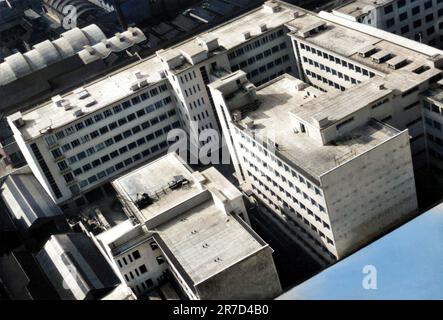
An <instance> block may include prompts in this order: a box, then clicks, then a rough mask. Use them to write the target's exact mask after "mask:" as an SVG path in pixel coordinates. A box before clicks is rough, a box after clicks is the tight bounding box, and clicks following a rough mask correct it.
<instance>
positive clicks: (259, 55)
mask: <svg viewBox="0 0 443 320" xmlns="http://www.w3.org/2000/svg"><path fill="white" fill-rule="evenodd" d="M286 48H287V44H286V42H282V43H280V44H279V45H276V46H274V47H272V48H271V49H267V50H265V51H264V52H262V53H259V54H257V55H256V56H255V57H251V58H249V59H247V60H244V61H241V62H239V63H238V64H235V65H233V66H231V69H232V71H237V70H239V69H244V68H246V67H247V66H250V65H253V64H255V63H256V62H259V61H261V60H262V59H264V58H266V57H269V56H271V55H275V54H276V53H278V52H279V51H280V50H284V49H286ZM288 58H289V57H288ZM288 60H289V59H288Z"/></svg>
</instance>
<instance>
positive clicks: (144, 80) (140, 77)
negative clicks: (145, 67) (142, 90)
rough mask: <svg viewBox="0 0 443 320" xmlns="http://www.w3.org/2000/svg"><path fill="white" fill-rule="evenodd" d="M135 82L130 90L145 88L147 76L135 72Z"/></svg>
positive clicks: (142, 74) (136, 71) (146, 85)
mask: <svg viewBox="0 0 443 320" xmlns="http://www.w3.org/2000/svg"><path fill="white" fill-rule="evenodd" d="M134 76H135V78H136V81H135V82H134V83H132V84H131V86H130V88H131V90H132V91H137V90H138V89H140V88H143V87H146V86H147V85H148V80H147V76H146V75H144V74H143V73H141V71H139V70H137V71H135V72H134Z"/></svg>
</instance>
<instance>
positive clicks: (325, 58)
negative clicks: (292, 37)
mask: <svg viewBox="0 0 443 320" xmlns="http://www.w3.org/2000/svg"><path fill="white" fill-rule="evenodd" d="M300 48H302V49H304V50H306V51H308V52H312V53H313V54H317V55H318V56H319V57H323V58H324V59H327V60H329V61H331V62H335V63H336V64H338V65H341V66H343V67H345V68H348V69H349V70H352V71H355V72H357V73H361V74H362V75H364V76H368V77H371V78H372V77H373V76H375V74H374V73H373V72H371V71H369V70H366V69H365V68H362V67H360V66H358V65H356V64H353V63H350V62H348V61H345V60H343V59H340V58H338V57H335V56H333V55H331V54H328V53H326V52H323V51H321V50H318V49H315V48H313V47H310V46H308V45H306V44H304V43H300ZM304 61H305V62H306V60H305V57H304ZM307 61H309V60H307ZM310 64H314V61H312V60H311V62H310ZM324 70H326V67H325V66H324Z"/></svg>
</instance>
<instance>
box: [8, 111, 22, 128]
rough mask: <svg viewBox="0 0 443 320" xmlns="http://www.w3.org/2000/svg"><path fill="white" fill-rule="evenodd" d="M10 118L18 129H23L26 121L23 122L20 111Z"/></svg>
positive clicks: (20, 112)
mask: <svg viewBox="0 0 443 320" xmlns="http://www.w3.org/2000/svg"><path fill="white" fill-rule="evenodd" d="M10 118H11V121H12V123H13V124H14V125H15V127H16V128H21V127H23V126H24V125H25V121H24V120H23V116H22V113H21V112H20V111H19V112H17V113H14V114H13V115H12V116H11V117H10Z"/></svg>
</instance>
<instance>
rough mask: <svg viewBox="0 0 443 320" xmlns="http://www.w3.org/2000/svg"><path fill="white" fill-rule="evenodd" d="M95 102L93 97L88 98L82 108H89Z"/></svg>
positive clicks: (94, 103)
mask: <svg viewBox="0 0 443 320" xmlns="http://www.w3.org/2000/svg"><path fill="white" fill-rule="evenodd" d="M96 103H97V101H96V100H95V99H94V98H93V97H88V98H86V99H85V100H84V107H85V108H89V107H92V106H93V105H94V104H96Z"/></svg>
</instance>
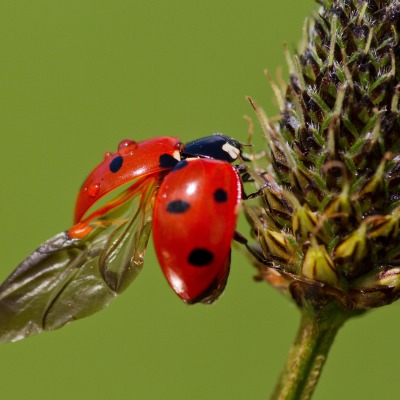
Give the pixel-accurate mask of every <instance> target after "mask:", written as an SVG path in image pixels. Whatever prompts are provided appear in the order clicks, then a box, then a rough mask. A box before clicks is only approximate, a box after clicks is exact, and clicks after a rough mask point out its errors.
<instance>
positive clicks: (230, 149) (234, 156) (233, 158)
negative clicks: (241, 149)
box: [222, 142, 240, 160]
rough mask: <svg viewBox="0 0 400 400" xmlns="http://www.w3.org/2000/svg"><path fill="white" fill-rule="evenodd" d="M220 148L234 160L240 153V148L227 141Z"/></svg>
mask: <svg viewBox="0 0 400 400" xmlns="http://www.w3.org/2000/svg"><path fill="white" fill-rule="evenodd" d="M222 150H224V151H226V152H227V153H228V154H229V155H230V156H231V158H232V159H234V160H236V159H237V158H238V156H239V154H240V150H239V149H238V148H236V147H234V146H232V145H231V144H229V143H228V142H226V143H225V144H224V145H223V146H222Z"/></svg>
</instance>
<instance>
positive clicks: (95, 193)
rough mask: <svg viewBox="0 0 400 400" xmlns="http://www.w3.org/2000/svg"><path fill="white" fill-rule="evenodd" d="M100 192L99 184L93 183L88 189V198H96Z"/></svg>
mask: <svg viewBox="0 0 400 400" xmlns="http://www.w3.org/2000/svg"><path fill="white" fill-rule="evenodd" d="M99 192H100V183H93V184H92V185H90V186H89V187H88V194H89V196H90V197H96V196H97V195H98V194H99Z"/></svg>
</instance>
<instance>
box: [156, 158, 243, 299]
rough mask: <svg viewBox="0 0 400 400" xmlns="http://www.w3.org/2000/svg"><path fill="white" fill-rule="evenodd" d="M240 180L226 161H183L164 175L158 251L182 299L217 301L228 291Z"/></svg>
mask: <svg viewBox="0 0 400 400" xmlns="http://www.w3.org/2000/svg"><path fill="white" fill-rule="evenodd" d="M241 198H242V190H241V181H240V177H239V175H238V173H237V172H236V169H235V168H234V167H232V166H231V165H230V164H228V163H227V162H223V161H218V160H212V159H200V158H197V159H188V160H184V161H181V162H180V163H178V164H177V166H176V167H175V168H174V169H173V170H172V171H171V172H170V173H169V174H168V175H167V176H166V177H165V179H164V181H163V182H162V184H161V187H160V189H159V191H158V194H157V200H156V203H155V206H154V214H153V239H154V247H155V250H156V253H157V256H158V260H159V262H160V265H161V268H162V270H163V272H164V275H165V277H166V278H167V280H168V282H169V284H170V285H171V287H172V288H173V289H174V291H175V292H176V293H177V294H178V296H179V297H180V298H181V299H182V300H184V301H186V302H188V303H195V302H198V301H201V302H205V303H207V302H212V301H214V300H215V299H216V298H217V297H218V295H219V294H220V293H221V292H222V290H223V289H224V287H225V283H226V280H227V278H228V273H229V265H230V248H231V242H232V239H233V236H234V232H235V227H236V219H237V215H238V211H239V204H240V202H241Z"/></svg>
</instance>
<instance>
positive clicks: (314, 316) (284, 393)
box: [271, 307, 349, 400]
mask: <svg viewBox="0 0 400 400" xmlns="http://www.w3.org/2000/svg"><path fill="white" fill-rule="evenodd" d="M348 317H349V315H348V314H345V313H343V311H342V310H340V309H339V308H337V307H327V308H325V309H324V310H323V312H322V313H321V310H320V311H319V313H318V316H317V315H316V314H314V313H310V312H309V310H307V309H306V308H303V309H302V317H301V323H300V328H299V331H298V333H297V336H296V339H295V342H294V343H293V345H292V348H291V350H290V353H289V356H288V359H287V361H286V365H285V366H284V368H283V370H282V372H281V375H280V377H279V380H278V382H277V385H276V387H275V390H274V392H273V393H272V396H271V400H278V399H279V400H300V399H301V400H307V399H310V398H311V396H312V394H313V392H314V389H315V387H316V385H317V382H318V379H319V377H320V375H321V371H322V368H323V366H324V364H325V361H326V358H327V356H328V352H329V350H330V348H331V345H332V343H333V340H334V338H335V336H336V333H337V332H338V330H339V328H340V327H341V326H342V325H343V323H344V322H345V321H346V319H347V318H348Z"/></svg>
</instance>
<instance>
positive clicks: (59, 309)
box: [0, 135, 242, 342]
mask: <svg viewBox="0 0 400 400" xmlns="http://www.w3.org/2000/svg"><path fill="white" fill-rule="evenodd" d="M240 153H241V145H240V143H238V142H237V141H235V140H234V139H231V138H228V137H226V136H223V135H215V136H210V137H207V138H203V139H199V140H197V141H193V142H190V143H188V144H187V145H186V147H185V146H184V145H182V143H181V142H180V140H179V139H178V138H174V137H160V138H155V139H151V140H146V141H143V142H139V143H137V142H134V141H132V140H124V141H122V142H121V143H120V145H119V147H118V151H117V152H116V153H106V155H105V158H104V160H103V161H102V162H101V163H100V164H99V165H98V166H97V167H96V168H94V170H93V171H92V172H91V173H90V175H89V176H88V178H87V179H86V181H85V182H84V184H83V186H82V188H81V190H80V192H79V194H78V198H77V202H76V209H75V223H76V224H75V225H74V226H73V227H72V228H71V229H69V230H68V231H65V232H62V233H60V234H58V235H56V236H54V237H53V238H51V239H49V240H47V241H46V242H45V243H43V244H42V245H41V246H40V247H39V248H38V249H36V250H35V251H34V252H33V253H32V254H30V255H29V256H28V257H27V258H26V259H25V260H24V261H23V262H22V263H21V264H20V265H19V266H18V267H17V268H16V269H15V270H14V271H13V272H12V274H11V275H10V276H9V277H8V278H7V279H6V280H5V281H4V282H3V283H2V284H1V286H0V321H1V324H0V342H7V341H16V340H19V339H22V338H24V337H27V336H31V335H34V334H36V333H39V332H42V331H45V330H51V329H56V328H59V327H61V326H63V325H65V324H66V323H68V322H70V321H73V320H76V319H79V318H83V317H86V316H88V315H91V314H93V313H95V312H97V311H99V310H101V309H103V308H104V307H106V306H107V305H108V304H109V303H110V301H111V300H112V299H113V298H114V297H115V296H117V295H118V294H119V293H121V292H122V291H123V290H125V289H126V288H127V287H128V286H129V285H130V283H131V282H132V281H133V280H134V279H135V277H136V276H137V275H138V273H139V272H140V271H141V269H142V266H143V257H144V252H145V249H146V246H147V242H148V239H149V236H150V232H151V229H152V226H153V231H154V242H155V247H156V252H157V255H158V258H159V261H160V264H161V267H162V270H163V272H164V274H165V276H166V278H167V280H168V282H169V283H170V285H171V286H172V288H173V289H174V290H175V292H176V293H177V294H178V295H179V296H180V298H181V299H182V300H184V301H185V302H188V303H196V302H204V303H210V302H213V301H214V300H215V299H217V298H218V296H219V295H220V294H221V292H222V290H223V288H224V286H225V283H226V280H227V277H228V272H229V265H230V245H231V242H232V239H233V236H234V233H235V226H236V219H237V213H238V207H239V205H240V202H241V197H242V188H241V181H240V178H239V175H238V173H237V171H236V169H235V168H234V167H232V166H231V165H230V162H233V161H235V160H236V158H237V157H238V156H239V154H240ZM196 157H202V158H196ZM181 158H183V159H184V160H183V161H180V162H179V160H180V159H181ZM216 159H217V160H216ZM219 160H223V161H219ZM127 183H131V185H130V186H129V187H128V189H126V190H124V191H123V192H122V193H120V194H118V195H117V196H116V197H115V198H114V199H112V200H111V201H109V202H107V203H106V204H105V205H104V206H102V207H100V208H98V209H97V210H95V211H93V212H92V213H91V214H89V215H87V214H88V211H89V209H90V208H91V207H92V206H93V205H94V204H95V203H97V201H98V200H100V199H101V198H103V197H104V195H106V194H107V193H110V192H111V191H113V190H114V189H116V188H118V187H120V186H121V185H124V184H127ZM153 209H154V215H153Z"/></svg>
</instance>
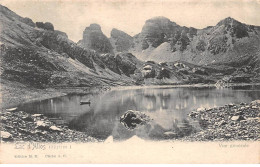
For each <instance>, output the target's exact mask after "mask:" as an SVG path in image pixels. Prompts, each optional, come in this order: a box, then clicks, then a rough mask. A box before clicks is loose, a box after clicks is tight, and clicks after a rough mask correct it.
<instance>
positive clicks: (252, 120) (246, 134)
mask: <svg viewBox="0 0 260 167" xmlns="http://www.w3.org/2000/svg"><path fill="white" fill-rule="evenodd" d="M189 116H190V117H191V118H192V119H194V120H197V121H199V123H200V126H201V127H202V131H200V132H197V133H194V134H191V135H190V136H187V137H184V138H183V139H182V140H184V141H229V140H253V141H255V140H259V128H260V124H259V116H260V100H255V101H252V102H251V103H250V104H246V103H240V104H227V105H225V106H222V107H215V108H210V109H204V108H198V109H197V110H196V111H192V112H191V113H190V114H189Z"/></svg>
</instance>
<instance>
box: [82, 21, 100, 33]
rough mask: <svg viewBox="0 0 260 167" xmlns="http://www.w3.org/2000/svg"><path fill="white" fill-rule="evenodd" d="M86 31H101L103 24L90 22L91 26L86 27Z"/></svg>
mask: <svg viewBox="0 0 260 167" xmlns="http://www.w3.org/2000/svg"><path fill="white" fill-rule="evenodd" d="M85 31H101V26H100V25H99V24H96V23H94V24H90V25H89V27H86V29H85ZM101 32H102V31H101Z"/></svg>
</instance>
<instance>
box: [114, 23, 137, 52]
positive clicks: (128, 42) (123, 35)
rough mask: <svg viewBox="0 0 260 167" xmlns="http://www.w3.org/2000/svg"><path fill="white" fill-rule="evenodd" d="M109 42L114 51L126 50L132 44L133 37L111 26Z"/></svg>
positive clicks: (126, 49)
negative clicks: (110, 36)
mask: <svg viewBox="0 0 260 167" xmlns="http://www.w3.org/2000/svg"><path fill="white" fill-rule="evenodd" d="M110 42H111V44H112V46H113V48H114V52H127V51H128V50H129V49H130V48H131V47H132V45H133V37H131V36H130V35H128V34H126V33H125V32H123V31H120V30H118V29H115V28H113V29H112V31H111V37H110Z"/></svg>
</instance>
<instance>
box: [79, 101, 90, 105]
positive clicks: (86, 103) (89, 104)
mask: <svg viewBox="0 0 260 167" xmlns="http://www.w3.org/2000/svg"><path fill="white" fill-rule="evenodd" d="M90 103H91V102H90V100H89V101H81V102H80V105H84V104H89V105H90Z"/></svg>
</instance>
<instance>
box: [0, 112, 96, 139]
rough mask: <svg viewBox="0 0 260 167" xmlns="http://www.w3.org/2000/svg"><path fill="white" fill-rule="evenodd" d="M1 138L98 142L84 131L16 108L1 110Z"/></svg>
mask: <svg viewBox="0 0 260 167" xmlns="http://www.w3.org/2000/svg"><path fill="white" fill-rule="evenodd" d="M1 140H2V141H4V142H13V141H35V142H98V140H97V139H95V138H93V137H90V136H88V135H87V134H86V133H84V132H79V131H75V130H71V129H69V128H68V127H67V126H66V125H60V126H58V125H57V124H55V123H54V122H53V121H51V120H50V119H49V118H47V117H46V116H44V115H43V114H28V113H26V112H24V111H18V110H17V109H16V108H13V109H8V110H5V111H2V112H1Z"/></svg>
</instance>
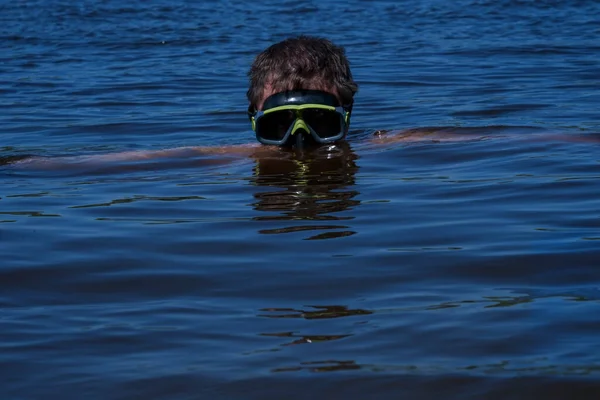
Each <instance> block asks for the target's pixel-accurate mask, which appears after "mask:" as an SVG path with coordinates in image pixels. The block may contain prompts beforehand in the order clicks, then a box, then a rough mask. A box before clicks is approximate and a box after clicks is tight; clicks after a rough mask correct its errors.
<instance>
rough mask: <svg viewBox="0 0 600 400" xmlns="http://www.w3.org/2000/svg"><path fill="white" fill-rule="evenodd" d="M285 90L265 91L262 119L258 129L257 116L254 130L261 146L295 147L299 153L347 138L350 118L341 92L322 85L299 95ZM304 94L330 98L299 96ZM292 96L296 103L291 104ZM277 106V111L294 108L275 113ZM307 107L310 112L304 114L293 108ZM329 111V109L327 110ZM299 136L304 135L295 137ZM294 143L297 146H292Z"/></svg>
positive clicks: (260, 104)
mask: <svg viewBox="0 0 600 400" xmlns="http://www.w3.org/2000/svg"><path fill="white" fill-rule="evenodd" d="M281 89H282V87H281V86H279V87H277V88H274V87H273V86H272V85H266V86H265V87H264V88H263V91H262V96H261V98H260V101H258V102H257V104H256V108H257V110H258V111H259V115H258V116H257V117H256V118H257V119H256V125H254V124H255V122H254V121H255V120H254V116H252V121H253V127H254V126H256V128H255V132H256V134H257V139H258V140H259V141H260V142H261V143H263V144H271V145H273V144H275V145H278V146H284V147H288V146H291V147H296V148H297V149H298V148H302V147H314V146H316V145H320V144H331V143H334V141H338V140H340V139H341V138H343V136H344V135H345V132H346V131H347V124H348V117H349V114H348V113H347V112H346V111H344V110H345V109H343V108H342V107H341V106H340V103H341V100H340V96H339V95H338V93H337V90H335V89H334V90H331V88H326V89H329V90H323V87H322V86H318V85H307V86H305V87H303V88H302V89H300V90H299V91H298V90H296V91H291V92H285V93H284V91H285V90H284V91H282V90H281ZM303 90H308V91H310V90H312V91H317V92H325V93H328V95H326V94H318V93H317V94H308V93H307V94H301V95H299V94H297V93H298V92H301V91H303ZM272 96H273V97H272ZM288 96H292V97H289V99H294V98H295V99H296V100H288ZM297 96H300V97H297ZM315 96H316V97H315ZM319 96H322V97H319ZM269 97H272V98H271V99H270V100H269V103H270V104H271V105H270V106H268V111H266V114H262V113H260V111H264V107H265V102H267V99H268V98H269ZM332 97H335V99H332ZM286 101H296V103H291V104H290V105H289V106H287V105H286V104H288V103H286ZM277 104H279V105H278V106H277V107H292V108H291V109H290V108H288V109H283V110H281V109H279V110H274V113H273V111H271V110H272V109H273V107H274V105H277ZM312 104H315V106H312ZM304 105H306V107H308V108H303V109H302V108H301V109H302V110H303V111H300V109H298V108H293V107H303V106H304ZM319 105H320V106H319ZM320 107H324V108H325V109H322V108H320ZM327 107H329V108H328V109H327ZM334 108H335V110H334ZM298 113H299V114H298ZM299 115H302V117H301V119H296V118H298V116H299ZM277 124H279V125H277ZM295 132H302V133H301V134H300V133H299V134H296V135H294V134H295ZM340 135H341V136H340ZM292 140H293V142H294V143H292Z"/></svg>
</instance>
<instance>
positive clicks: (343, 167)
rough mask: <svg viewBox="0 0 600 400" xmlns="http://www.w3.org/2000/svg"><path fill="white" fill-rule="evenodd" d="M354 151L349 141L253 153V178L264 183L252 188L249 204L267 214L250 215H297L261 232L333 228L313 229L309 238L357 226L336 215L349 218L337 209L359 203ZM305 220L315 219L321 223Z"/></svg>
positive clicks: (270, 232) (343, 235)
mask: <svg viewBox="0 0 600 400" xmlns="http://www.w3.org/2000/svg"><path fill="white" fill-rule="evenodd" d="M357 158H358V157H357V155H356V154H355V153H354V151H353V150H352V148H351V146H350V144H349V143H347V142H345V143H341V144H339V145H335V146H329V147H323V148H319V149H315V150H313V151H310V152H306V153H303V154H296V153H293V152H290V153H284V155H283V156H281V157H279V158H274V157H266V158H260V159H256V166H255V167H254V170H253V177H252V178H251V182H252V183H253V184H254V185H256V186H260V187H265V188H268V190H267V191H261V192H258V193H256V194H254V197H255V198H256V200H257V202H255V203H253V204H252V205H253V207H254V209H255V210H257V211H264V212H267V213H269V215H261V216H257V217H254V220H258V221H296V222H297V223H295V224H292V225H288V226H285V227H281V228H276V229H263V230H260V231H259V233H262V234H280V233H290V232H299V231H312V230H337V231H336V232H326V233H321V234H318V235H314V236H312V237H310V238H308V240H311V239H312V240H314V239H331V238H336V237H343V236H350V235H353V234H354V233H355V232H354V231H352V230H349V229H348V226H346V225H344V224H339V223H336V222H335V221H344V220H350V219H353V217H351V216H341V215H339V213H340V212H341V211H345V210H349V209H352V207H356V206H358V205H359V204H360V201H359V200H356V199H355V197H356V196H357V195H358V194H359V192H358V191H357V190H356V189H355V188H354V183H355V176H356V173H357V171H358V166H357V165H356V159H357ZM304 221H319V222H320V223H319V224H313V223H306V222H304Z"/></svg>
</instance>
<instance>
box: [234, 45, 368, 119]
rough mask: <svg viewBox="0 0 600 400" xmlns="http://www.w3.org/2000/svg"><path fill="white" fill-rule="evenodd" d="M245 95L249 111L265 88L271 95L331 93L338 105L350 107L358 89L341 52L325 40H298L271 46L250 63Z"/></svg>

■ Work task ■
Please copy the lines above from the line with "positive clicks: (86, 103) (89, 104)" up to and including the line with "box: [0, 112, 96, 139]", exactly as written and with nothing else.

■ Answer box ■
positive clicks: (86, 103) (89, 104)
mask: <svg viewBox="0 0 260 167" xmlns="http://www.w3.org/2000/svg"><path fill="white" fill-rule="evenodd" d="M90 103H91V102H90V100H89V101H81V102H80V105H84V104H89V105H90Z"/></svg>
</instance>
<instance>
box: [0, 112, 96, 139]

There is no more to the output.